■ **Exercise requirements**: The required output is all lines below that contain the word "door".

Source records
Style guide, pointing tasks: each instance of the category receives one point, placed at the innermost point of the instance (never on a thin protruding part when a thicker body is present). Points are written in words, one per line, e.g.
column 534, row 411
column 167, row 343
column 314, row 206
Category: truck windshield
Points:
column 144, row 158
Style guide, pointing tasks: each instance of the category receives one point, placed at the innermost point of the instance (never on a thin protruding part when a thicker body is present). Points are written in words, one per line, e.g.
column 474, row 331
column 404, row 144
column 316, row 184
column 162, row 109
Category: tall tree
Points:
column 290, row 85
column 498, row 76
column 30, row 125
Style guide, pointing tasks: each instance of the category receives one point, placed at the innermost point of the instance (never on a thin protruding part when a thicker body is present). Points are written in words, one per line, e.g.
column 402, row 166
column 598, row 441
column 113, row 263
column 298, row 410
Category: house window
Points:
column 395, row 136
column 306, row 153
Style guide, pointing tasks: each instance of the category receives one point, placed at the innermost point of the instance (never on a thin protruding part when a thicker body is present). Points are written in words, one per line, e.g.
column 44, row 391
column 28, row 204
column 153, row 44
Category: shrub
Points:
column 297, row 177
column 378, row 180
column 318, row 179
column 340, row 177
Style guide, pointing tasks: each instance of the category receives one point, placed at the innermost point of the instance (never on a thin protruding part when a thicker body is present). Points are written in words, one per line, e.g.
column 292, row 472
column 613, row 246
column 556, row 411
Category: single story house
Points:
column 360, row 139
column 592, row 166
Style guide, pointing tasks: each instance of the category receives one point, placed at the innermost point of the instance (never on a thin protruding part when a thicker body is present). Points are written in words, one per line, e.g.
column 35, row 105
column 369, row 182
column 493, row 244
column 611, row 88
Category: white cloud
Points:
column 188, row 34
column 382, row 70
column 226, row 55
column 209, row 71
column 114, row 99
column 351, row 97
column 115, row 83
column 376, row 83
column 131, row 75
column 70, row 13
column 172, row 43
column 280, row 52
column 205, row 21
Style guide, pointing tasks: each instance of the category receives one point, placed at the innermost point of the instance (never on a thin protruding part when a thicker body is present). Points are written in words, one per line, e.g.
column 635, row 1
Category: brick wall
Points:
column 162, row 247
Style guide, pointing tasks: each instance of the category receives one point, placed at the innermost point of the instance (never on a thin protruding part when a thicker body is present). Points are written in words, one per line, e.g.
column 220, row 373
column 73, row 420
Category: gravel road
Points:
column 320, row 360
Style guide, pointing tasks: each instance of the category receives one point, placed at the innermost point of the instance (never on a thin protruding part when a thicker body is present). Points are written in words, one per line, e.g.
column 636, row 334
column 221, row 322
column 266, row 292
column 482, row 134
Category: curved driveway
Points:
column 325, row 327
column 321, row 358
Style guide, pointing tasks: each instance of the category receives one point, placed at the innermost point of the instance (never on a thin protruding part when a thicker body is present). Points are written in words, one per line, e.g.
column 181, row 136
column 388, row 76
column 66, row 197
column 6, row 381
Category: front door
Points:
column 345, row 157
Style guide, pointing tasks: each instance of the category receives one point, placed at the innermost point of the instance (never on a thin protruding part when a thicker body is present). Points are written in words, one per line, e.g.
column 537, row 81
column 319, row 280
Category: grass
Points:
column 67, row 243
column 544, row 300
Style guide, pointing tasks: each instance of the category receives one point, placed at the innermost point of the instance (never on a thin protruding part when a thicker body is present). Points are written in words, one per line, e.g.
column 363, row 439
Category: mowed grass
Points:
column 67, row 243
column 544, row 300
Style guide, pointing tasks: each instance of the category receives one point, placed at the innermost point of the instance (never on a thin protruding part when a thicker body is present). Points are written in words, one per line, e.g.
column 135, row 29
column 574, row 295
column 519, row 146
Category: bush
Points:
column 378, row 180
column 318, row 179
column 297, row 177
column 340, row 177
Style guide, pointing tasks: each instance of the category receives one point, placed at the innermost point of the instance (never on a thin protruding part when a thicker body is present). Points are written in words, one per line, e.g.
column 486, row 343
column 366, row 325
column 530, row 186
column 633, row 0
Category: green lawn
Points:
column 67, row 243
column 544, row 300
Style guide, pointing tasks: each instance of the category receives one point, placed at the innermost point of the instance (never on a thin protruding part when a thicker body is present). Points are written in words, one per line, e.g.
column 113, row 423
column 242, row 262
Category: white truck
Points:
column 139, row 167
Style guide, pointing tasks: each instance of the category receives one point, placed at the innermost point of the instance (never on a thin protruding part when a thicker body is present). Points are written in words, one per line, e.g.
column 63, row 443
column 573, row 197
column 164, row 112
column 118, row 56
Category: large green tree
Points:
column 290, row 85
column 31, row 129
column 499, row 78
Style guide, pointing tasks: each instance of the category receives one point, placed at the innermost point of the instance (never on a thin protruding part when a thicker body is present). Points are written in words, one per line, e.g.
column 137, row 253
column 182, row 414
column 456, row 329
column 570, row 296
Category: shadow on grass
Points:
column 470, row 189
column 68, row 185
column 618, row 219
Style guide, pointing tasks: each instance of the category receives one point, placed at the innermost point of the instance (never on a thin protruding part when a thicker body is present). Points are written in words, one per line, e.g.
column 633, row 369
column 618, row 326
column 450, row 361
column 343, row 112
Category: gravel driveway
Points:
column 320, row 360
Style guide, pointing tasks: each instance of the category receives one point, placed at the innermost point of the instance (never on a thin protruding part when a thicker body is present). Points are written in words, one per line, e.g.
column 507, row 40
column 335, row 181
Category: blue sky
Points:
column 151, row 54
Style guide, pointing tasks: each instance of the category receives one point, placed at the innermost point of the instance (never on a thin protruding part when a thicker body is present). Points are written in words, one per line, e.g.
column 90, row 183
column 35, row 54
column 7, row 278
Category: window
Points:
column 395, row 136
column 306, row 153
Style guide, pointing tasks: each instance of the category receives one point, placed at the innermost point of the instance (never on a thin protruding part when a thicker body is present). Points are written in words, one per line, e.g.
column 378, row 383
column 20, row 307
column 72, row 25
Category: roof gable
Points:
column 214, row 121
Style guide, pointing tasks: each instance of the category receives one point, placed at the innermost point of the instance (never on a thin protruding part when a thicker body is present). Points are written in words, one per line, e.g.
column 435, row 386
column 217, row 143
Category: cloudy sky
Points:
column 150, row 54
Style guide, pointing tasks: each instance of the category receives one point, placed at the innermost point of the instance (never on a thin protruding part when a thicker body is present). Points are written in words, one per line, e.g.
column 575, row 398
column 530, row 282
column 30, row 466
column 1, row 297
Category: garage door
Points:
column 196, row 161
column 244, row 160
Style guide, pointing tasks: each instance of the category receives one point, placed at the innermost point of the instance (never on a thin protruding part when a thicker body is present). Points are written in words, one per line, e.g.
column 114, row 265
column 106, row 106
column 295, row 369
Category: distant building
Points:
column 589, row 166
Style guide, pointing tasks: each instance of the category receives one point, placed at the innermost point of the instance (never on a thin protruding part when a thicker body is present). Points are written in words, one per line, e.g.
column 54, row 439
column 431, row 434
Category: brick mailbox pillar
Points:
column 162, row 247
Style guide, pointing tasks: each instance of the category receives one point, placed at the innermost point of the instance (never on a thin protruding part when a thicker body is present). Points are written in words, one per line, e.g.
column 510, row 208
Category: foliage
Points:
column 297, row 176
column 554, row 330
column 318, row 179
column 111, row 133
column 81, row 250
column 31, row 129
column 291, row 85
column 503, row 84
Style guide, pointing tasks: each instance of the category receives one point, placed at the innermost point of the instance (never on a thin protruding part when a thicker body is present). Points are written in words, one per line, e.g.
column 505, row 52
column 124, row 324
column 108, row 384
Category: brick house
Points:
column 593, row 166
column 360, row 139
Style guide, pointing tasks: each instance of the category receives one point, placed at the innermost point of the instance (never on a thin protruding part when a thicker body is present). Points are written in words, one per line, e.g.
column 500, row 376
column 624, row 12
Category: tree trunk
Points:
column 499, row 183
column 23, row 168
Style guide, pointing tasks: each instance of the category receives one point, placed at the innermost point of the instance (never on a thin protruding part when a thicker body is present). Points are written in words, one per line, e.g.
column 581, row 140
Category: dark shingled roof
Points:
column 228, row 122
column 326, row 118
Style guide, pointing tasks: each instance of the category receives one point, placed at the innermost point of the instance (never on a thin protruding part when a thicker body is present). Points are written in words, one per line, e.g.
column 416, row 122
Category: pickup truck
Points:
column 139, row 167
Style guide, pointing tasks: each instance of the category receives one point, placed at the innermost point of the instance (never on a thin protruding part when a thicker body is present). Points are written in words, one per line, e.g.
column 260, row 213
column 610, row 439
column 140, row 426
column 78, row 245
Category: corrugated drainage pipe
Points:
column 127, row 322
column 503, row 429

■ **Response to this task**:
Category: front door
Category: garage door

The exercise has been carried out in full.